§ **The data**:
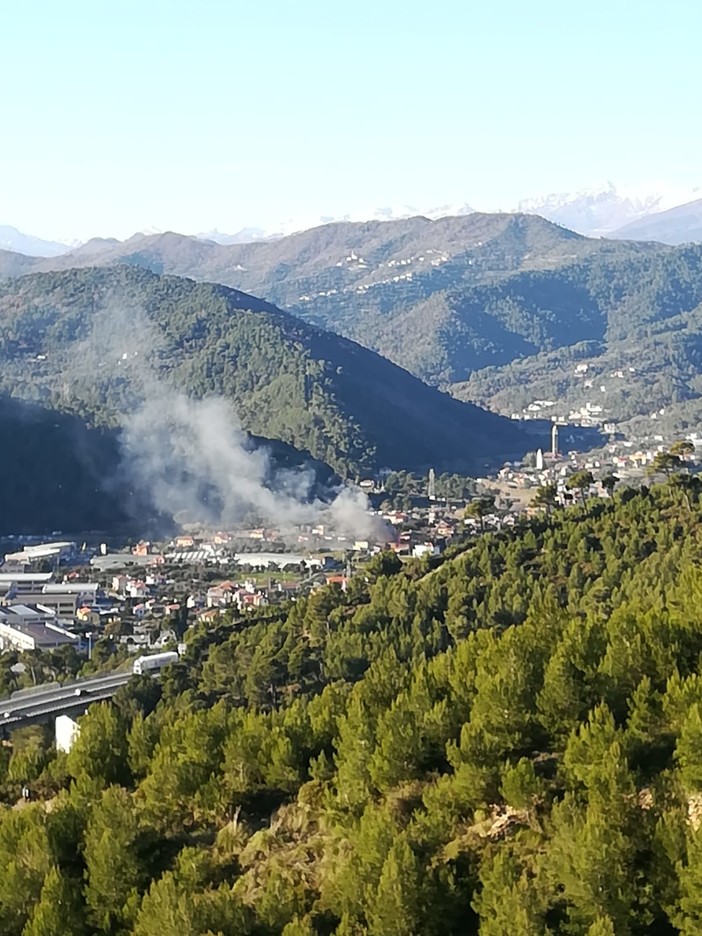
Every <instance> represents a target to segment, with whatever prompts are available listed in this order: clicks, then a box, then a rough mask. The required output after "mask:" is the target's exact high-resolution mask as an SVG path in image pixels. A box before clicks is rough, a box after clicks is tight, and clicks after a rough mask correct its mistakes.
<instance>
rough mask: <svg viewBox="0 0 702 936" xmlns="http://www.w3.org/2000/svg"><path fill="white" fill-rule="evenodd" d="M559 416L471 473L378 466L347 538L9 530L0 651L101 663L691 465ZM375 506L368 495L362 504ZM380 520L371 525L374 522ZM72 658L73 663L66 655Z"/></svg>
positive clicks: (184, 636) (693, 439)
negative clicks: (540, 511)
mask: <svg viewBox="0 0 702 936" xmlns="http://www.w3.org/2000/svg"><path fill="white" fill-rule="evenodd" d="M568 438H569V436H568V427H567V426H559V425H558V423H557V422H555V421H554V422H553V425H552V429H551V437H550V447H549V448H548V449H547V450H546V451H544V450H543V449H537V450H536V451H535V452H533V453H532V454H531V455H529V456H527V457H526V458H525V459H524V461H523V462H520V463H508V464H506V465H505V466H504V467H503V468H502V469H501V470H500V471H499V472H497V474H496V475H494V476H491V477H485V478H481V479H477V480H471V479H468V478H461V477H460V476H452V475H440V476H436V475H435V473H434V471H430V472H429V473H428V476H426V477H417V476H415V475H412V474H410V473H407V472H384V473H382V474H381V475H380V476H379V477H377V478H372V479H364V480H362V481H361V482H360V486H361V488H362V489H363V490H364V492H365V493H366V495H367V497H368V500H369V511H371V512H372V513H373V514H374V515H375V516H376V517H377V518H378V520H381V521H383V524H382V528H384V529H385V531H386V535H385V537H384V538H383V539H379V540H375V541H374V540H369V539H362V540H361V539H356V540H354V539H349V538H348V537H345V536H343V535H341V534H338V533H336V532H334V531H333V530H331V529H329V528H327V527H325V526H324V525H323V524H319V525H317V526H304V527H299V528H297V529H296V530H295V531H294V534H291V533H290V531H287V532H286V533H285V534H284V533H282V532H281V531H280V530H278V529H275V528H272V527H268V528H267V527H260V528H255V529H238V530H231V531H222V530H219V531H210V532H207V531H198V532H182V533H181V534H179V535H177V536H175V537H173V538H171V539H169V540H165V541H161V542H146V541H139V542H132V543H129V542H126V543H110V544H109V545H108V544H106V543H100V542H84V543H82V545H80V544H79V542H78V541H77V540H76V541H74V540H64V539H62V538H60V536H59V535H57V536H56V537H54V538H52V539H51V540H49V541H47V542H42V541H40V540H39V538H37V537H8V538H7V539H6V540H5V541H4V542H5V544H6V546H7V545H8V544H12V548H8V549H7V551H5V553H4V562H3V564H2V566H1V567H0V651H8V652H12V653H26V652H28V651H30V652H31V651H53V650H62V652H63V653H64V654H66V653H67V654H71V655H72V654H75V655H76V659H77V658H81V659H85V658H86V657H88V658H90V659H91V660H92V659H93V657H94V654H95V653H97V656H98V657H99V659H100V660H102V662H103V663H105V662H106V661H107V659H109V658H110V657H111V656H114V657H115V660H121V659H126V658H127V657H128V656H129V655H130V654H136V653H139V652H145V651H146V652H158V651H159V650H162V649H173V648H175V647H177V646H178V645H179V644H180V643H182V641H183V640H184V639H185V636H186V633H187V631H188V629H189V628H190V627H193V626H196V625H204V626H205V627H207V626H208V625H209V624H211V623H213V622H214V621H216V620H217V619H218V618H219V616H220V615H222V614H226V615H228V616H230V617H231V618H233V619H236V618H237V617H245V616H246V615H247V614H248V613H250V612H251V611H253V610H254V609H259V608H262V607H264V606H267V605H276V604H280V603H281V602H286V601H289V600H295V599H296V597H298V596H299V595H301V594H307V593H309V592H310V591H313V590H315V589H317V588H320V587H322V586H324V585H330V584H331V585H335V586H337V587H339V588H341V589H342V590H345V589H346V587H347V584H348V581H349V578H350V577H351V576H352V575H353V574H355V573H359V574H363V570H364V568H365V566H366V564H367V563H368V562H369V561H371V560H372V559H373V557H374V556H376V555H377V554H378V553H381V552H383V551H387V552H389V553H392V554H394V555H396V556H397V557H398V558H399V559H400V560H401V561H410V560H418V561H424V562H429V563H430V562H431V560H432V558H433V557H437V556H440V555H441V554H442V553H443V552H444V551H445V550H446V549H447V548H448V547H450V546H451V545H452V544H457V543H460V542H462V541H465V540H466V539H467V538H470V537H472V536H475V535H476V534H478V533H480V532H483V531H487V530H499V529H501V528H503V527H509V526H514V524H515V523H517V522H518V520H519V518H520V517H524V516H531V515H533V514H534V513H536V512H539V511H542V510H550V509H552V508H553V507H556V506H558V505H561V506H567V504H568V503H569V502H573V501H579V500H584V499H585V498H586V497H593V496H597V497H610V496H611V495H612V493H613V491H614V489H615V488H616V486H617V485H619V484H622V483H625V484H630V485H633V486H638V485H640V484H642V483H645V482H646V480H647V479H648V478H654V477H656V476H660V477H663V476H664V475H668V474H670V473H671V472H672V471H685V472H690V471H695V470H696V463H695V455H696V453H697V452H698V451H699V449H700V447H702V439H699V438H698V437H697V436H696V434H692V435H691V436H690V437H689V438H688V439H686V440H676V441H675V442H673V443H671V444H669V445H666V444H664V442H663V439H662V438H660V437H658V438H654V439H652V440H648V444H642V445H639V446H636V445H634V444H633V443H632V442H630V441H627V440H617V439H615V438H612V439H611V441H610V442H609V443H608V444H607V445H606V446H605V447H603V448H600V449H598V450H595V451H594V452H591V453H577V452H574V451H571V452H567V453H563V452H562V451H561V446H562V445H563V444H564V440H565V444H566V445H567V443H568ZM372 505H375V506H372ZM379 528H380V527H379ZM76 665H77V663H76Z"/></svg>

§ **Exercise objective**: Return the lines of the records that include the string "instance".

§ **Reply to the exercise**:
Every <instance> represents a target to segment, with whatever prompts are available listed in this order: clicks, then a box, then a rough mask. The required output after "mask:" is the target's exact high-resolution mask as an SVG path in image pixels. A box before clicks is rough, a box after clicks is tight, and clicks after a rough mask correct its mistakes.
<instance>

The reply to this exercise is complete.